_Tasks to carry out_.
**A.** From the onion disease article, list the changes that leaves infected with downy mildew go through, in the order the text gives them.
**B.** Resume the onion disease article from its last sentence and continue it.

_Source passage_.
◇ ◇ ◇

Downy mildew and purple blotch are here in Michigan onion fields

Control downy mildew and purple blotch now to preserve your onion harvest.

Death of foliage of onions infected with downy mildew. All photos: Mary Hausbeck, MSU

Death of foliage of onions infected with downy mildew. All photos: Mary Hausbeck, MSU

Downy mildew

Downy mildew on onions has been confirmed in Michigan. This disease occurs every three to four years in Michigan. It is an especially devastating disease because it can multiply rapidly and spread through a growing region if left untreated.

Downy mildew is caused by the pathogen Peronospora destructor and can defoliate the crop prematurely. It first infects older leaves, occurring as pale, elongated patches that may have a grayish-violet fuzzy growth appear early in the morning during moist periods. Infected leaves become pale green then yellow and can fold over and collapse. Lesions can be violet-purple in color; affected leaves become pale green then yellow and can fold over and collapse. Symptoms of the disease are best recognized when dew is present in the morning.

◇ ◇ ◇

_Records_.
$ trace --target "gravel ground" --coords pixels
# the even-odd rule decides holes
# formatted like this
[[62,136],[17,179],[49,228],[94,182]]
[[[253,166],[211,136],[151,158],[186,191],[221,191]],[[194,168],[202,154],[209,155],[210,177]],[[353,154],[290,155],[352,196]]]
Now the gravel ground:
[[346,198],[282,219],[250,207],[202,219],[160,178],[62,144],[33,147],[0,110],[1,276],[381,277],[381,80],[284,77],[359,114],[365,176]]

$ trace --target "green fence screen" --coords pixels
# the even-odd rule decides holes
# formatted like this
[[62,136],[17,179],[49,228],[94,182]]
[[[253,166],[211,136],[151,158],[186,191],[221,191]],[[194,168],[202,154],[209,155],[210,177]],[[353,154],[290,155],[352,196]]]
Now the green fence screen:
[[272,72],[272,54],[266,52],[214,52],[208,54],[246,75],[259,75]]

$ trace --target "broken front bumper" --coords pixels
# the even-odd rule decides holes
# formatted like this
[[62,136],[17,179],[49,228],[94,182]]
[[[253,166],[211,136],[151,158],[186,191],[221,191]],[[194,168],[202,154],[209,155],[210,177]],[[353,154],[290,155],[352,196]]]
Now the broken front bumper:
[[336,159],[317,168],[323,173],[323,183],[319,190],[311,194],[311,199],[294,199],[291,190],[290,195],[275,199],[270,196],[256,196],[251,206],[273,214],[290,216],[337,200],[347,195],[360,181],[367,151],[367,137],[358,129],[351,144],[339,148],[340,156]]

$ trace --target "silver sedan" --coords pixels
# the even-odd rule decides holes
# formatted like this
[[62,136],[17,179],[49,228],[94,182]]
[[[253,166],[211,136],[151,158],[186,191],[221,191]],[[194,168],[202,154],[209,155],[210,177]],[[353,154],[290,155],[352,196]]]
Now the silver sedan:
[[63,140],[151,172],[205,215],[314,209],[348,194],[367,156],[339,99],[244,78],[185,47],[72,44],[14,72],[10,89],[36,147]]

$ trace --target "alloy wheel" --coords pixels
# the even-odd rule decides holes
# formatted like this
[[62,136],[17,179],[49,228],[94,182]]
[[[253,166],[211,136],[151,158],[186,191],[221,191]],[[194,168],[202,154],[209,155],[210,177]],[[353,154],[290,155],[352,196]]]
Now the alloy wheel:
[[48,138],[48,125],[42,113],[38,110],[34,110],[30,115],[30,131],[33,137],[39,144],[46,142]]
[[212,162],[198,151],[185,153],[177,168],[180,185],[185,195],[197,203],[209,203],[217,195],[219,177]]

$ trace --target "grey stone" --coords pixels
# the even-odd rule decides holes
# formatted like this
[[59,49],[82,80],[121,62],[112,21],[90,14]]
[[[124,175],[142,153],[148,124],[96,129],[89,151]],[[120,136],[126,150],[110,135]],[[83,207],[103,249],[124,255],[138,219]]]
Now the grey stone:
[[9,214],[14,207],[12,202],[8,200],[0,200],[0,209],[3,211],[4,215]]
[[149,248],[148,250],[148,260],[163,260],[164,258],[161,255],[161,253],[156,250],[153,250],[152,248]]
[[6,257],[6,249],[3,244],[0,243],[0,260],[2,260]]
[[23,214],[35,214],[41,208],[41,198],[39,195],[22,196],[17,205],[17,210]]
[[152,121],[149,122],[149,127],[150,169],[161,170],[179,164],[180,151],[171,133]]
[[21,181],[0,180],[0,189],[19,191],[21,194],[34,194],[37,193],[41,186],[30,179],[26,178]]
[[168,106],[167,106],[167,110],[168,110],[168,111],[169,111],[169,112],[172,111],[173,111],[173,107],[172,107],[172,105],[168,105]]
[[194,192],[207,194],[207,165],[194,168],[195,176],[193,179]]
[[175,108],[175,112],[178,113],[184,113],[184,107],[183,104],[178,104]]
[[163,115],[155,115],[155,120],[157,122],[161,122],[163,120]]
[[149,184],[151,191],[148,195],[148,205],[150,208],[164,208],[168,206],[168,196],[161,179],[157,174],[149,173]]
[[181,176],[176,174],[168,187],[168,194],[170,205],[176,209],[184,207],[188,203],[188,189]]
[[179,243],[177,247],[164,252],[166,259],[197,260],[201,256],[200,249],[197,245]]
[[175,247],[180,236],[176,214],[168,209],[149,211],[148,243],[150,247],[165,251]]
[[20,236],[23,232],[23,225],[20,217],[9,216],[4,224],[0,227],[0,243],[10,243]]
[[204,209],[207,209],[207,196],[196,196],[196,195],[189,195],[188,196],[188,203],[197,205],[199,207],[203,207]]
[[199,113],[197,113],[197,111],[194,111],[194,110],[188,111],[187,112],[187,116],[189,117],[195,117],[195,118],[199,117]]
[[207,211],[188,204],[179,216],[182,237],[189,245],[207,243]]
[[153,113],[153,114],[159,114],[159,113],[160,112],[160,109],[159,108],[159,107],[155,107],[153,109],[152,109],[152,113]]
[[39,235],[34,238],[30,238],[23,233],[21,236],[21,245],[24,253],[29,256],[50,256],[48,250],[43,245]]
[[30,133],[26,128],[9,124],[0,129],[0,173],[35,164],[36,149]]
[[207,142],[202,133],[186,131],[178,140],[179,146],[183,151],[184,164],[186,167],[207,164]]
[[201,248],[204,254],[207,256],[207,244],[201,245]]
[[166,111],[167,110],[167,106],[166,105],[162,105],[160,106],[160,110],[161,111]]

◇ ◇ ◇

_Task results_.
**A.** They become pale green, then yellow, then fold over, then collapse.

**B.**
Premature death of onion leaves reduces bulb size. Infection can occur systemically, with stored bulbs becoming soft, wrinkled, watery and amber in color. Asymptomatic bulbs can sprout prematurely and form light green foliage. Bulbs can become infected by secondary bacterial pathogens, resulting in storage rot.

The downy mildew pathogen initiates infection during cool temperatures, less than 72 degrees Fahrenheit, and wet conditions. Multiple infection cycles can occur in a season. Spores are produced at night and are easily blown long distances in moist air. They can germinate on onion tissue in one and a half to seven hours when temperatures are 50 to 54 F. High daytime temperatures and short or interrupted periods of humidity at night can prevent sporulation.

Overwintering spores, called oospores, can form in dying plant tissue and can be found in volunteer onions, onion cull piles, and in stored infected bulbs. Oospores have thick walls and a built-in food supply so they can withstand unfavorable winter temperatures and survive in the soil for up to five years.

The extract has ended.